[Dataset items]
⟨

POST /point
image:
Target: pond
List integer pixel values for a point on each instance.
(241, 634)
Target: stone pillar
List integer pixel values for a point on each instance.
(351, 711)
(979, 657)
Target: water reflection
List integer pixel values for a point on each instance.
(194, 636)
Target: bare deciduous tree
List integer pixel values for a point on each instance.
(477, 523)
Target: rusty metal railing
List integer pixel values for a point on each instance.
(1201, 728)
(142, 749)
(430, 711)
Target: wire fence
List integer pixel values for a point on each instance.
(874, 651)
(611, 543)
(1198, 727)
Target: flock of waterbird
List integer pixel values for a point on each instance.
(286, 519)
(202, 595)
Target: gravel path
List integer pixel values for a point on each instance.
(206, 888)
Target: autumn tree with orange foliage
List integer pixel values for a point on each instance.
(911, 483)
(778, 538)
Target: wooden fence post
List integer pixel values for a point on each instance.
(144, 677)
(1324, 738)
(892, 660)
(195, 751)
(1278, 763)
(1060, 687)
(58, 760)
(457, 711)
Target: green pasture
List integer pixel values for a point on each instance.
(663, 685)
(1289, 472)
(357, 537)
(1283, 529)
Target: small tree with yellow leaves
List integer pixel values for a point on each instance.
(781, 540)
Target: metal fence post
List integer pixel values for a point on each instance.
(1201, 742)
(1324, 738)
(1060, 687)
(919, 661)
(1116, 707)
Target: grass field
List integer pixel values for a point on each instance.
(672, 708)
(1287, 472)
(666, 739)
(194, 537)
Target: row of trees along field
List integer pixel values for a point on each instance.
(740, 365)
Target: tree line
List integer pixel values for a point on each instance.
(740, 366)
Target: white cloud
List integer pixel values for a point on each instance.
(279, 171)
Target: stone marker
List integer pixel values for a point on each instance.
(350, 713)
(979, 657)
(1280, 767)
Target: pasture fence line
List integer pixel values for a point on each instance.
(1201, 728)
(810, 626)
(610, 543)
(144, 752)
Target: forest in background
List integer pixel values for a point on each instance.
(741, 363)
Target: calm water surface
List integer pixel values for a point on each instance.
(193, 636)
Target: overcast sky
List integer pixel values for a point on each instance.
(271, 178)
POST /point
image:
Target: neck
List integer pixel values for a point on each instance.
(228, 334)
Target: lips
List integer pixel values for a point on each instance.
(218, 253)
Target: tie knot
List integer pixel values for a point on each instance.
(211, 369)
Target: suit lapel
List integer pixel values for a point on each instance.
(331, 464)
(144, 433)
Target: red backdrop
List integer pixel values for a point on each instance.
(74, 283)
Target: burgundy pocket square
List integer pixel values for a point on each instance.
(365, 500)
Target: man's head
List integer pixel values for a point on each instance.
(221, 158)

⟩

• Exercise aim
Please update the material above by swapping every "Target" for "Object", leaving everything else as it is.

• Result of the task
POST /point
image:
Object: pond
List integer pixel values for a point on each instance.
(241, 634)
Object: stone pillar
List integer pixel values for a point on each instance.
(351, 711)
(979, 657)
Object: water reflection
List integer pixel values for a point on each instance.
(194, 636)
Object: bare deciduous tree
List integer pixel values for a point on each instance.
(477, 523)
Object: rusty metal railing
List integer pixel values for a point on each instance.
(1201, 728)
(142, 749)
(430, 711)
Object: wire fence
List integer pixel values for a point on each instance.
(874, 651)
(611, 543)
(1198, 727)
Object: flock of waterbird
List integer pixel values for a point on each instance.
(286, 519)
(202, 595)
Object: gravel path
List integer pixel values for a point on each instance.
(206, 888)
Object: autumn tree with orange foliage
List integer pixel values for a point on each instance.
(911, 483)
(778, 538)
Object: wooden fence post
List integer pixel values for a point on each instance.
(144, 677)
(1324, 738)
(892, 660)
(195, 751)
(1278, 763)
(1060, 687)
(58, 760)
(457, 711)
Object: green pasture
List integer pixel values for a point on each instance.
(663, 685)
(1289, 472)
(357, 537)
(1283, 529)
Object: small tree with yellow leaves
List integer pixel values for a point on each instance.
(781, 540)
Object: metal fence post
List integer pixel values for a point on each instance.
(1201, 742)
(1324, 738)
(1060, 687)
(919, 661)
(1116, 707)
Object: grass field
List integer pixel values for a point on each instance.
(672, 708)
(1287, 472)
(666, 739)
(194, 537)
Object: row of trees along field
List integer pixel values for a point on each instance.
(740, 365)
Object: tree line
List integer pixel values for a point on each instance.
(740, 366)
Object: white cloud
List integer pixel values for a point on each instance.
(279, 171)
Object: stone marker
List integer pixel values for a point on each instance.
(350, 713)
(979, 657)
(1280, 767)
Object: pasture fence line
List integer pixel values for a point on each instance.
(1201, 728)
(810, 626)
(610, 543)
(144, 752)
Object: forest in background
List integer pixel values for a point on each instance.
(741, 363)
Object: calm water surface
List integer pixel values for a point on each instance.
(193, 636)
Object: overcast sky
List integer pixel values for a point on each instance.
(271, 178)
POST /point
image:
Object: neck
List integer pixel values for a point on each instance.
(228, 334)
Object: lips
List integer pixel values for a point on each instance.
(218, 253)
Object: tie knot
List integer pixel values for a point on each instance.
(211, 369)
Object: suit lapel
List integer pixel values for a point on each instance.
(331, 464)
(144, 433)
Object: red backdrop
List integer pixel values for a point on each instance.
(74, 283)
Object: burgundy pocket square
List integer pixel values for a point on each instance.
(365, 500)
Object: man's head
List integer pixel values for a point on each instance.
(221, 158)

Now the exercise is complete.